[START OF RECORDED INFORMATION]

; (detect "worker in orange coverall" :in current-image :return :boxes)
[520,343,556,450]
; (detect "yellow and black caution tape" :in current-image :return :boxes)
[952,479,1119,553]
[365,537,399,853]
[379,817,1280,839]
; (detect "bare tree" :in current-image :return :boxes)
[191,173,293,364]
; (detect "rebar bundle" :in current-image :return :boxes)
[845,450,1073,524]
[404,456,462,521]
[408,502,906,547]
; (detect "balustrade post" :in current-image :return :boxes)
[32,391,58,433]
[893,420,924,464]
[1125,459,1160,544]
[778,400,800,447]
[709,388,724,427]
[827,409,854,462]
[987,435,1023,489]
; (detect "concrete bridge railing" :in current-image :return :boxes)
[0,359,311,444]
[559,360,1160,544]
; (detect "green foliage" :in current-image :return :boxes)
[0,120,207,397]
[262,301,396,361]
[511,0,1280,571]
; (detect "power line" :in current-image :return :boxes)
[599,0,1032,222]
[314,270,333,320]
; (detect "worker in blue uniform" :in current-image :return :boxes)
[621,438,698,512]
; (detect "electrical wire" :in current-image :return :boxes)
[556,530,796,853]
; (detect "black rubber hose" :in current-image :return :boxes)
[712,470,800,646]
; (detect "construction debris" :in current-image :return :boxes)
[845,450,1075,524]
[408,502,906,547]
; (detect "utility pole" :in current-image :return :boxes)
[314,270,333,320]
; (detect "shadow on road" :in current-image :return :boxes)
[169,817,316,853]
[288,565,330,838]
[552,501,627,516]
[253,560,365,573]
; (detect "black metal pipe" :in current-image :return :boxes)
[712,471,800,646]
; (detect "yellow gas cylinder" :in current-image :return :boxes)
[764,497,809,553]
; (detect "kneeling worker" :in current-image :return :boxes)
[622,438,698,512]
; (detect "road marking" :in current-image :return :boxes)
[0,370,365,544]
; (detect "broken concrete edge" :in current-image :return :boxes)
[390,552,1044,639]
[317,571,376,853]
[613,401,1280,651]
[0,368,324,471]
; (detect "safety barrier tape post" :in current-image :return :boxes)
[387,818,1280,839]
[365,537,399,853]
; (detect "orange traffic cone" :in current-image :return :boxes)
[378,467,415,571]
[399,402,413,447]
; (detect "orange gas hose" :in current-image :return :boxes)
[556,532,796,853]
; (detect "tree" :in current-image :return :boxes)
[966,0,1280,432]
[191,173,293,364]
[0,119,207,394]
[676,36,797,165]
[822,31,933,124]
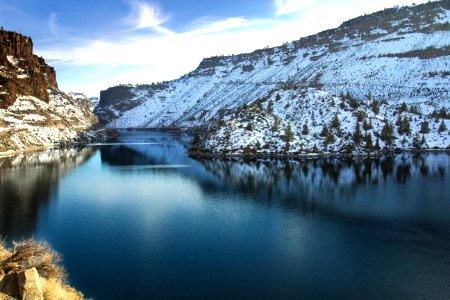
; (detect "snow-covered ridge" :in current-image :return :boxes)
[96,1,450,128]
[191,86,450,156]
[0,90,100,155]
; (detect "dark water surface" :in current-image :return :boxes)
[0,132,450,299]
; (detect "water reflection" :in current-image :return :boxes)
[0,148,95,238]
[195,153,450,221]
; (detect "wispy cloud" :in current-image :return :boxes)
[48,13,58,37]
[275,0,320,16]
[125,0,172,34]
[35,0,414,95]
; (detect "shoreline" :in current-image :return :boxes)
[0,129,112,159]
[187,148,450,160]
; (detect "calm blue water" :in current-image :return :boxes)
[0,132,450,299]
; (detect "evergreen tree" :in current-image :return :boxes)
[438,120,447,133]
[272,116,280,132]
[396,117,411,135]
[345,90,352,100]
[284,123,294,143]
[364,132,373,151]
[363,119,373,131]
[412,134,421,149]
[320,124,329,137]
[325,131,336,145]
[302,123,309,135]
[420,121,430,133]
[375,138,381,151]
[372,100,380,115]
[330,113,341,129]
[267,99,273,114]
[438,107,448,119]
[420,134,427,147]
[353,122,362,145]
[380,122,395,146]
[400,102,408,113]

[END OF RECORDED INFORMATION]
[START OF RECORDED INFORMATION]

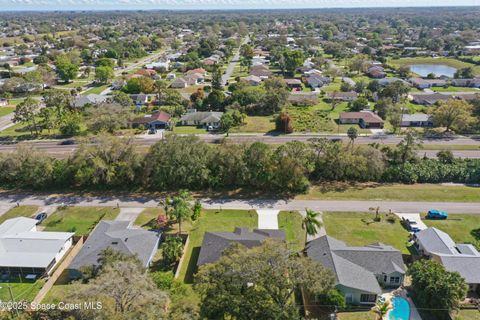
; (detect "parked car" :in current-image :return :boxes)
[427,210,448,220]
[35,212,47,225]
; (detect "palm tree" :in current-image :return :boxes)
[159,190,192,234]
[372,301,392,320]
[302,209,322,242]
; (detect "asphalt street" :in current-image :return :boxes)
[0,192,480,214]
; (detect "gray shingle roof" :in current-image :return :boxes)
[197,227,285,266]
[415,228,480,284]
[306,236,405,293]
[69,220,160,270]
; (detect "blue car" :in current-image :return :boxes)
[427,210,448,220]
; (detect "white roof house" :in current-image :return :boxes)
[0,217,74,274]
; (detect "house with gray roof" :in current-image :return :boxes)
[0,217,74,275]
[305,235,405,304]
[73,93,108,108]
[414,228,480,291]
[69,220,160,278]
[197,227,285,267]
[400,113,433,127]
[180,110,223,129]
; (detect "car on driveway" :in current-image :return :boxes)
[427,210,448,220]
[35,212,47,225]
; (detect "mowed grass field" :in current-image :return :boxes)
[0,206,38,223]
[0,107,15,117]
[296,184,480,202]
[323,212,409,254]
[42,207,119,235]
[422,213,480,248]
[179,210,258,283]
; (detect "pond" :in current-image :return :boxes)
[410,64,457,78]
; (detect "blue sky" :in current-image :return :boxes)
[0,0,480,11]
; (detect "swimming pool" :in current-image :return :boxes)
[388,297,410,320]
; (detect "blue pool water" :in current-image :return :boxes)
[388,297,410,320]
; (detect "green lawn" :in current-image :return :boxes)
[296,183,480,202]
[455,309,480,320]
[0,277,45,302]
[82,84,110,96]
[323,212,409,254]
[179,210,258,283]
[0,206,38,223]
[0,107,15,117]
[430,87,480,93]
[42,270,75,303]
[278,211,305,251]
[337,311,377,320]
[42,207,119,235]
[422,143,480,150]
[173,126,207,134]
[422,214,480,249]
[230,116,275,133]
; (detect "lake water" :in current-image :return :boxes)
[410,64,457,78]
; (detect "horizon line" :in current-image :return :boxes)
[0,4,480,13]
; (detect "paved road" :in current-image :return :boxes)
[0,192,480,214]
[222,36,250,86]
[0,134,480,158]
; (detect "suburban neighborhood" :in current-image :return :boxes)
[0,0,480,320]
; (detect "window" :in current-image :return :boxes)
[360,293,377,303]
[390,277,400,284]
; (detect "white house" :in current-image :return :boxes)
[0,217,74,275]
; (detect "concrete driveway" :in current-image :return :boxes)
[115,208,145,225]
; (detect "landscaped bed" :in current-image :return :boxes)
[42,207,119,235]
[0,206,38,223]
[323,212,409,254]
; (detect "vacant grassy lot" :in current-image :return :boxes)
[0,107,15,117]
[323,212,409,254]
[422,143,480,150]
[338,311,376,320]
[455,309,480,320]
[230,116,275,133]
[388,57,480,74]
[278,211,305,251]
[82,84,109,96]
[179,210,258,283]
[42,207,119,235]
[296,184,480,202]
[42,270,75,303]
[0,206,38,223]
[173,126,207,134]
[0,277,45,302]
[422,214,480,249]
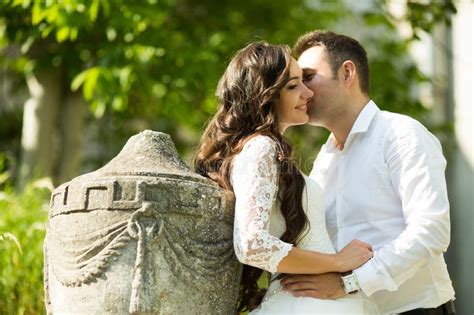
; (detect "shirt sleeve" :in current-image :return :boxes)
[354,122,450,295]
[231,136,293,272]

[END OF RECORDED INFORMATION]

* EXERCISE REQUIREMENTS
List every line in the rows above that contains the word "road".

* EXERCISE SOLUTION
; (detect "shadow on road" :in current-image :return :boxes)
; (detect "road marking" :in current-image :return :boxes)
; (detect "paved road" :in current-image :return :boxes)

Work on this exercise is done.